▸ **Work required**:
Produce the listing below again, exactly as shown.

▸ **Provided data**:

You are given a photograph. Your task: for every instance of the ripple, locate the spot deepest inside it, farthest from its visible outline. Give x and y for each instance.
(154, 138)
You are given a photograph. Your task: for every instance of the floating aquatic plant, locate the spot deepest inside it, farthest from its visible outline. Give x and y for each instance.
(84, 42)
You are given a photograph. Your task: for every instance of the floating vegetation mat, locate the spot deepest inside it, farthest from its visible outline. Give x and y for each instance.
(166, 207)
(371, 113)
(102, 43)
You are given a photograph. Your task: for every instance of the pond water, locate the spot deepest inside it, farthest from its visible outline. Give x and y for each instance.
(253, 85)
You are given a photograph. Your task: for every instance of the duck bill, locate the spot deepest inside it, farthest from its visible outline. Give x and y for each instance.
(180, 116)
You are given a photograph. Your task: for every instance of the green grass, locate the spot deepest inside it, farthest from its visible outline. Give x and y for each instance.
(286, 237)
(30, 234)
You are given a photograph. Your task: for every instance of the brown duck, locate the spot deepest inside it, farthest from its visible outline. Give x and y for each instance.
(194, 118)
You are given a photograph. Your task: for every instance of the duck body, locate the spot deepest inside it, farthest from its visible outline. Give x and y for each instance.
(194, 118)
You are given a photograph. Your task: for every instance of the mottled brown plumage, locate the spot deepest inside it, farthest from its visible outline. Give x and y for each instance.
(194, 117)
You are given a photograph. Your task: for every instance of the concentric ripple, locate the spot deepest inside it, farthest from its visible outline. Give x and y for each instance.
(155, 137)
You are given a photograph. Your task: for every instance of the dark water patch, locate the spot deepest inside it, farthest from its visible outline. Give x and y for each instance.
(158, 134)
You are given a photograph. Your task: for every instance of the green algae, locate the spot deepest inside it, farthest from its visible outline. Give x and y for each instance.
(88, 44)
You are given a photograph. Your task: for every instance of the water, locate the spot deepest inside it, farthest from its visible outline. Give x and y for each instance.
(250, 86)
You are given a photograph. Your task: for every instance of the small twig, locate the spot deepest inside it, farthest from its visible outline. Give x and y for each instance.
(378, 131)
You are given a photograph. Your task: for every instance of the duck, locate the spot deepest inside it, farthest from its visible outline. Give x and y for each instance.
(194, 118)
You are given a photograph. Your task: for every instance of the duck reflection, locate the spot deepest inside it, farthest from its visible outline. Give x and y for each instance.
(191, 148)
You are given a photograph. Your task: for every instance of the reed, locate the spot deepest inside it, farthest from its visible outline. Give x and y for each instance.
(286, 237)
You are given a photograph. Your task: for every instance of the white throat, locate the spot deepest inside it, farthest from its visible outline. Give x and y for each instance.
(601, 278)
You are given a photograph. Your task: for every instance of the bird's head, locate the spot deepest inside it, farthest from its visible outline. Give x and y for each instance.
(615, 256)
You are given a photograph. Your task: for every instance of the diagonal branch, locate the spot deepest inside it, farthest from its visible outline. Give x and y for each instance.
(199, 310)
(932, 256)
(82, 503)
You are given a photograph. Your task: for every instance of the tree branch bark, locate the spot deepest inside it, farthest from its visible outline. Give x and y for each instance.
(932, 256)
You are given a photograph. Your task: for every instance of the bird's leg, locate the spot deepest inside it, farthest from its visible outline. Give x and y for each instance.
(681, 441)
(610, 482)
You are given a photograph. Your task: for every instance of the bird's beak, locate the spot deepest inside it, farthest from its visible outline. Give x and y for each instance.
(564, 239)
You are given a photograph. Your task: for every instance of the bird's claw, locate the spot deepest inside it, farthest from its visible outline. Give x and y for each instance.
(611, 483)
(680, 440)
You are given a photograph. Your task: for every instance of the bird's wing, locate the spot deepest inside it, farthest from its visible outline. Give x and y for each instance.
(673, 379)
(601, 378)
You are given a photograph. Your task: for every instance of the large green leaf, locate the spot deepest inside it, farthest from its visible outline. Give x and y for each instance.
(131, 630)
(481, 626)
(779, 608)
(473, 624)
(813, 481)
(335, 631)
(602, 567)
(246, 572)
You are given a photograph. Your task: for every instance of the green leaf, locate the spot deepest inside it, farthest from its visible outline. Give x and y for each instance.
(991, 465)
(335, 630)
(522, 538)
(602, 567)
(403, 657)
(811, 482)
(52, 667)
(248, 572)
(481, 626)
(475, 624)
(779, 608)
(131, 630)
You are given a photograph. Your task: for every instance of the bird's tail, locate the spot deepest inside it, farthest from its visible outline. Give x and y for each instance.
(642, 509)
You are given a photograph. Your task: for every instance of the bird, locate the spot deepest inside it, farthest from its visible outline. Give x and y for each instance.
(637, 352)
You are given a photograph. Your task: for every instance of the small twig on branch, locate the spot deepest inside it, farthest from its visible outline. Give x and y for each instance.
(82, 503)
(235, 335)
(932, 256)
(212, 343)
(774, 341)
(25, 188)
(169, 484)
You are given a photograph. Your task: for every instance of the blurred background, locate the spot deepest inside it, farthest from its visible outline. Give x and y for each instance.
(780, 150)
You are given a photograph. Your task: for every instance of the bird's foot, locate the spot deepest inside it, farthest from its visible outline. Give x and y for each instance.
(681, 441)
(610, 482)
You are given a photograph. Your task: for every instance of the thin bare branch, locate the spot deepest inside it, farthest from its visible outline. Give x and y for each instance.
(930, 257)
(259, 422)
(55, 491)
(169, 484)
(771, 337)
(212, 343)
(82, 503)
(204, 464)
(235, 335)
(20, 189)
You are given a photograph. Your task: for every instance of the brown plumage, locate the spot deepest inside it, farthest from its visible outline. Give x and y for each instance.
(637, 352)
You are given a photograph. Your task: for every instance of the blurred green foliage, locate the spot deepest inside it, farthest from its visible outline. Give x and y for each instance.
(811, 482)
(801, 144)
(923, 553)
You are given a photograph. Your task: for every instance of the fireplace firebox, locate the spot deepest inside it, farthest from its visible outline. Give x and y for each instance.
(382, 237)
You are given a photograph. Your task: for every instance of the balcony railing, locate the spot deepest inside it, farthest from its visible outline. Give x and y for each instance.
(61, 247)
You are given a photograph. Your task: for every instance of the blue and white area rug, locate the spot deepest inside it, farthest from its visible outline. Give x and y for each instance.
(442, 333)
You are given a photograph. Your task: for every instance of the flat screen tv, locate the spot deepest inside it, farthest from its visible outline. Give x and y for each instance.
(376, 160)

▸ **Solved problem**:
You are given a photograph. Your task: for every instance of the ripple, locate the spot deepest inside it, farthest from its visible outline. Give x and y for each instance.
(154, 138)
You are given a photograph. Your task: for every instance of the floating aquatic plant, locate the spot deepest inside it, farthest from its visible outline. Give x and y for each instance.
(84, 42)
You are given a photograph. Your task: for every instance of the floating vegetation mat, locate the spot deepest inside it, farthest from its visible outline. Give x and y for each instance.
(166, 207)
(371, 113)
(102, 43)
You are given a photograph. Your task: for every instance of the pond water, locate the spot deepest inside it, farthest from its visible outline. Give x and y for each instance.
(253, 85)
You are given a photograph. Your task: for every instance of the duck bill, locate the spot deepest inside it, farthest from its visible outline. Give x and y for each instance.
(180, 116)
You are given a photograph. Your task: for every instance of the green grass, locate the spot deepest inside it, farthest from its visible outline. Give x and y for each instance.
(286, 237)
(30, 234)
You are given a photograph. Your task: for every instance of the brown duck, locate the spot deepest inside it, farthest from its visible outline. Give x and y for each instance.
(194, 118)
You are given a photograph. Your task: for every instance of the duck body, locate the spot deepest inside it, farthest from its visible outline. Give x and y for each instance.
(194, 118)
You are given a photograph. Your task: for every instance of the mottled brown plumage, locate the spot deepest inside it, farthest from its visible outline. Give x and y for each instance.
(194, 117)
You are given a photograph. Your task: for every instance of the concentric ripple, locate the spot deepest inside it, farthest from its visible outline. Give x and y for each instance.
(155, 137)
You are given a photograph. Your task: for every instance of the dark water patch, locate the spot deepest inside it, farthest from its visible outline. Give x and y for each instance.
(158, 134)
You are given a photograph. Your task: for every instance of the green algae, locate the spot deepest inside it, farthest from its visible outline. Give x and y for each instance.
(88, 44)
You are given a photograph. Your task: for every instance of the water, locate the spot deepest inside it, farthest from its visible outline. Give x and y for each instance.
(250, 86)
You are given a photograph. Your task: for every instance of the small twig, locate the spot deepest inside it, farthest from its visible outline. Give x and y for each instance.
(378, 131)
You are given a photograph. Your task: for every instance of the duck, locate the spot deepest inside it, farthest from its visible outline. Give x and y for each instance.
(194, 118)
You are given a photograph. Your task: for every instance of the duck reflection, locate the spot deepest inside it, farthest from its visible outline. Give x and y for each instance.
(191, 148)
You are given a photograph. Your task: for every instance of the reed, locate the spot deepest inside it, farthest from its visible outline. Give x and y for each instance.
(286, 237)
You are given a photograph. Your task: for every instance of the white throat, locate the spot deepest inside it, farthest from its visible outline. Give x and y for each instance.
(601, 278)
You are given a photograph. Your task: for every instance of the bird's head, locate the spot deepest inside it, farthest from its visible outline. Give x and y for each instance.
(615, 256)
You are given a photograph. Your task: for every instance of the diagonal branch, locate the spot deepest inside it, farthest from its visible outline. Give x and y for each instance.
(199, 310)
(932, 256)
(82, 503)
You are given a photograph. Your task: for every instance of the tree branch bark, locate the spot deepest inside it, farthest from its visible outline. Give x and y for each instance.
(932, 256)
You are given a photograph. Your task: for every instance of the bird's leg, locate the spot deepest inside it, farthest from its visible outline. Give x and y for each instance.
(681, 441)
(610, 482)
You are given a photograph. Your task: for every instance of the bird's beak, locate the spot deepest inside it, farthest from its visible outline. Give x and y for each instance.
(564, 239)
You are given a photograph. Your task: for every instance of the bird's claw, locate the spot deepest inside it, farthest from its visible outline. Give x and y for each instance.
(611, 483)
(680, 440)
You are given a photograph. Your task: for every instance of the bird's wing, locate the spot deepest inside it, farthest from its visible outline. Give x and y for each instance.
(673, 379)
(601, 378)
You are given a photograph. Your task: for every instance of the large green leaf, locate the spot deepest inside it, farthest from its visible outline. Give x and y for each instance.
(131, 630)
(481, 626)
(779, 608)
(473, 624)
(813, 481)
(335, 631)
(602, 567)
(246, 572)
You are given a photograph. Your task: for every instance of the green leaf, locate the spot deepest inside it, farthest from its visible outline. Give x and y for each instance.
(991, 465)
(335, 630)
(522, 538)
(602, 567)
(403, 657)
(811, 482)
(52, 667)
(248, 572)
(481, 626)
(475, 624)
(779, 608)
(131, 630)
You are given a photograph. Your task: for every instance of the bird's tail, locate the spot deepest inside it, farthest from its visible outline. Give x and y for each instance.
(642, 509)
You are given a photograph. Your task: for every instance of the bird, locate the spot deepest inside it, farthest from its visible outline. Give x and y for each instance.
(637, 352)
You are given a photograph. Your task: for every instance of the small twig on branch, locate the spot deepest inside it, farthest from its visible outline. Give x and y for each instance.
(82, 503)
(235, 335)
(932, 256)
(212, 343)
(774, 341)
(25, 188)
(169, 484)
You are given a photograph. Your task: for every instance of the blurred background, locate the spot deepest inside it, farthest from its visible outline. Give x and y for each instance.
(780, 150)
You are given a photograph. Your task: for every instance of the bird's foot, locate the spot deepest inside it, farthest from its visible outline. Give x and y for each instance.
(681, 441)
(610, 482)
You are given a photograph. Your task: for every instance of the thin bare branch, locate the spot deepest inside it, farthest from its visible outline. Give x and y for each instance.
(930, 257)
(259, 422)
(55, 491)
(169, 484)
(771, 337)
(212, 343)
(82, 503)
(204, 464)
(235, 335)
(20, 189)
You are given a photograph. Your task: for every instance of the brown plumage, locate the spot deepest inside it, farthest from its visible outline. Give x and y for each instance.
(637, 352)
You are given a photograph. Your task: for every instance of the blurred green foliage, locate the spot deepest inside it, farthest from its visible outline. Give x and y for each instance.
(811, 482)
(801, 144)
(923, 553)
You are given a photograph. Your task: for every instance of the fireplace firebox, locate the spot deepest inside it, farthest from its visible outline. Give x and y for each instance.
(382, 237)
You are given a photograph. Your task: for every instance of the balcony railing, locate the spot deepest inside it, farthest from its visible outline. Give x and y for each instance.
(61, 247)
You are given a photograph. Your task: for every instance of the blue and white area rug, locate the spot deepest inside it, farthest from its visible outline. Give x and y for each instance.
(442, 333)
You are given a photograph. Your task: for every instance of the flat screen tv, locate the spot deepest inside it, farthest from its visible outline. Give x and y for each instance.
(376, 160)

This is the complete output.